→ EXCERPTED TEXT
************

Showing posts with label Christmas. Show all posts
Showing posts with label Christmas. Show all posts

Sunday, December 11, 2011

Slow Approach to the Soft Ball Line


Caramel jargon. Temperature gradient. Mercury assist. Chemistry = candy. Turns out the Oompa-Loompas were the Linus Paulings of the Chocolate Factory. Me? I just eats 'em. Candies, that is. Caramels and I have a precarious relationship. I want to steal their flavor and they want to steal my fillings, which would not be a difficult feat for the caramels (I once broke  tooth on a Snickerdoodle).

This is Erin's first attempt at candy-making. She's got cookies down to a t (or tea biscuit). When the melting sugar hits the "soft ball" temperature, the caramels are ready to cool. You spoon a sample out of the pot and drop it into a bowl of cold water. Then you fish it out with a finger and if it retains a ball-like shape, it's done cooking. Like this:


How did I help? I got the bowl. And I put the water in it. Sometimes just being there is what's important. Right? Who else is here? Not Adam & Josh -- they were out shopping. But the dogs are here. You remember the dogs. Let's go look for them.


There's Emma, looking like she was shot (as if there was a bullet sharp enough to pierce the protective layers of blubber under her mottled coat). The heat pulsing off (and out of) her body helps keep the thermostat down. This is her contribution. Thanks, Emma. No, don't get up...

************

→ LISTED ENTRIES
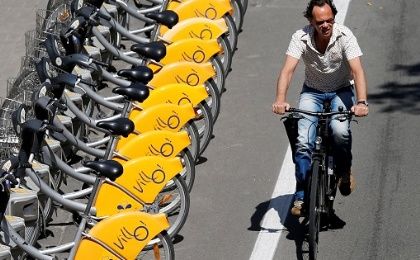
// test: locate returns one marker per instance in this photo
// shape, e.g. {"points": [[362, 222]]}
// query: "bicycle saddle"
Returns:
{"points": [[109, 168], [151, 50], [136, 91], [65, 78], [138, 74], [168, 18], [120, 126]]}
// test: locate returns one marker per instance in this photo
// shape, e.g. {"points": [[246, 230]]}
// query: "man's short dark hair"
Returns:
{"points": [[312, 3]]}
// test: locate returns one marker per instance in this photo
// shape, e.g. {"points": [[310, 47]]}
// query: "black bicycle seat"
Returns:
{"points": [[68, 79], [136, 91], [168, 18], [120, 126], [151, 50], [109, 168], [138, 74]]}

************

Copy out the caramel-making post from the top of the page in full, word for word.

→ ANSWER
Showing posts with label Christmas. Show all posts
Showing posts with label Christmas. Show all posts

Sunday, December 11, 2011

Slow Approach to the Soft Ball Line


Caramel jargon. Temperature gradient. Mercury assist. Chemistry = candy. Turns out the Oompa-Loompas were the Linus Paulings of the Chocolate Factory. Me? I just eats 'em. Candies, that is. Caramels and I have a precarious relationship. I want to steal their flavor and they want to steal my fillings, which would not be a difficult feat for the caramels (I once broke  tooth on a Snickerdoodle).

This is Erin's first attempt at candy-making. She's got cookies down to a t (or tea biscuit). When the melting sugar hits the "soft ball" temperature, the caramels are ready to cool. You spoon a sample out of the pot and drop it into a bowl of cold water. Then you fish it out with a finger and if it retains a ball-like shape, it's done cooking. Like this:


How did I help? I got the bowl. And I put the water in it. Sometimes just being there is what's important. Right? Who else is here? Not Adam & Josh -- they were out shopping. But the dogs are here. You remember the dogs. Let's go look for them.


There's Emma, looking like she was shot (as if there was a bullet sharp enough to pierce the protective layers of blubber under her mottled coat). The heat pulsing off (and out of) her body helps keep the thermostat down. This is her contribution. Thanks, Emma. No, don't get up...